What to produce:
Report every line in the items below that contains the string "clicks", matching case exactly.

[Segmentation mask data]
•••••

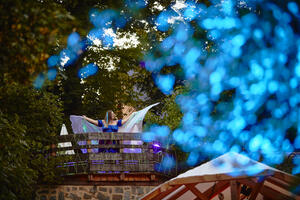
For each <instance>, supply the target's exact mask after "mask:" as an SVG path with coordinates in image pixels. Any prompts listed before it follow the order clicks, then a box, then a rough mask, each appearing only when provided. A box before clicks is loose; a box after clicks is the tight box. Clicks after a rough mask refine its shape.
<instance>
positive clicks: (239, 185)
mask: <svg viewBox="0 0 300 200" xmlns="http://www.w3.org/2000/svg"><path fill="white" fill-rule="evenodd" d="M230 191H231V200H240V184H239V183H237V181H236V180H232V181H230Z"/></svg>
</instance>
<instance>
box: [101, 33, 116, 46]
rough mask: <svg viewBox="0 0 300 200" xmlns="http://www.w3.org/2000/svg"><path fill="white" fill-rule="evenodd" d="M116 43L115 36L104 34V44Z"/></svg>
mask: <svg viewBox="0 0 300 200" xmlns="http://www.w3.org/2000/svg"><path fill="white" fill-rule="evenodd" d="M113 45H114V37H113V36H110V35H104V37H103V46H104V47H112V46H113Z"/></svg>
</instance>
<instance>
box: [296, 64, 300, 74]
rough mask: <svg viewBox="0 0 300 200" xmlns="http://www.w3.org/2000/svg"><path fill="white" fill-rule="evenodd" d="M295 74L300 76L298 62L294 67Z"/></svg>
mask: <svg viewBox="0 0 300 200" xmlns="http://www.w3.org/2000/svg"><path fill="white" fill-rule="evenodd" d="M295 74H296V76H298V77H299V78H300V62H298V63H297V65H296V67H295Z"/></svg>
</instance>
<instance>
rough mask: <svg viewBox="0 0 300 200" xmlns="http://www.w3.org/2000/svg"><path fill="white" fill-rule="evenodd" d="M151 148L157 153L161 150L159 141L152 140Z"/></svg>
mask: <svg viewBox="0 0 300 200" xmlns="http://www.w3.org/2000/svg"><path fill="white" fill-rule="evenodd" d="M152 149H153V152H154V153H159V152H161V144H160V143H159V142H154V143H153V144H152Z"/></svg>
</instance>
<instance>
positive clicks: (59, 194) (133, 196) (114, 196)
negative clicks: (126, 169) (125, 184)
mask: <svg viewBox="0 0 300 200" xmlns="http://www.w3.org/2000/svg"><path fill="white" fill-rule="evenodd" d="M154 187H155V186H74V185H71V186H67V185H60V186H40V187H39V188H38V190H37V191H36V200H82V199H90V200H137V199H139V198H140V197H142V196H143V195H144V194H146V193H148V192H149V191H150V190H152V189H153V188H154Z"/></svg>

•••••

Completed task:
For each <instance>, supply the target's exact mask after "mask:" as an SVG path with coordinates in image pixels. Any prompts listed before it follow the order clicks, then a box, then a rough mask, each appearing only when provided. A box before clicks is loose; a box after clicks is the tight box. Clicks after a rough mask refine its shape.
positive clicks: (239, 185)
positive clicks: (59, 194) (133, 196) (114, 196)
negative clicks: (126, 169) (125, 184)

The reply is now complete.